- _Problem details_
Report every line of the records beneath this task that holds the string "Query".

- _Material supplied_
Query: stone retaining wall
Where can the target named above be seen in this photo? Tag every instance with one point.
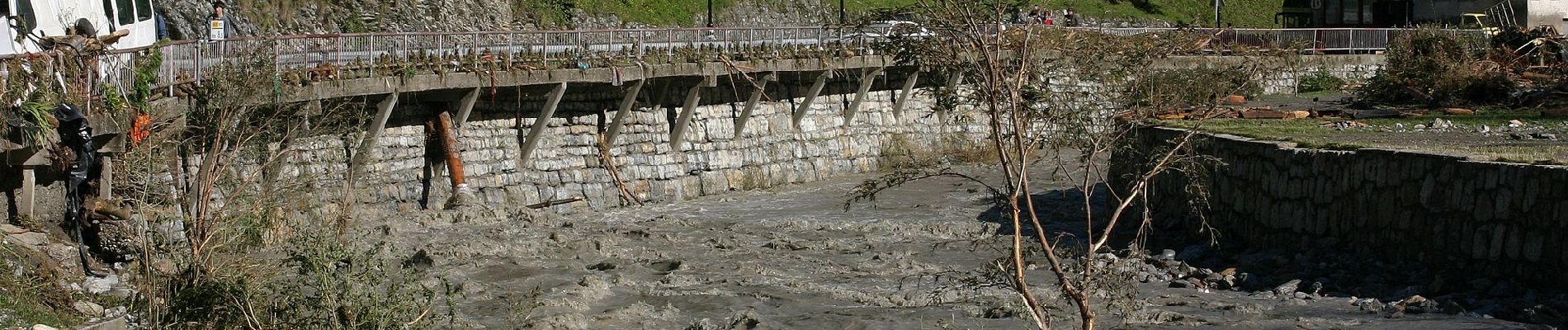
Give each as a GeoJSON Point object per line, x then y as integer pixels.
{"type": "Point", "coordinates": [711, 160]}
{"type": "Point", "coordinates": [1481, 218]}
...
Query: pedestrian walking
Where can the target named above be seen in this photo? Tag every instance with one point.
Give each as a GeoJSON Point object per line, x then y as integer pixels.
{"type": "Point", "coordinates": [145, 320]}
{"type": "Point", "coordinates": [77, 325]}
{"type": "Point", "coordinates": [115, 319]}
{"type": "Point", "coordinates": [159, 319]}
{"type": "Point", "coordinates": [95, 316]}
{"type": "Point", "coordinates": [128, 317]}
---
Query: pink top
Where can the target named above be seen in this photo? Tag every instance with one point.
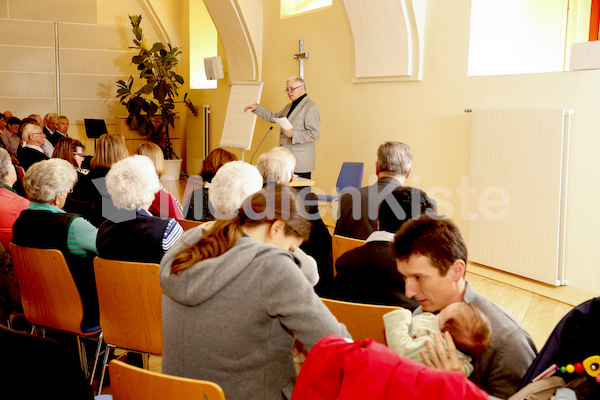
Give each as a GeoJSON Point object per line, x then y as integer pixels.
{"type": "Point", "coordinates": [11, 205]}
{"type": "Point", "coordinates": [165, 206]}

- _Solution below_
Query: stone retaining wall
Query: pedestrian walking
Query: pink top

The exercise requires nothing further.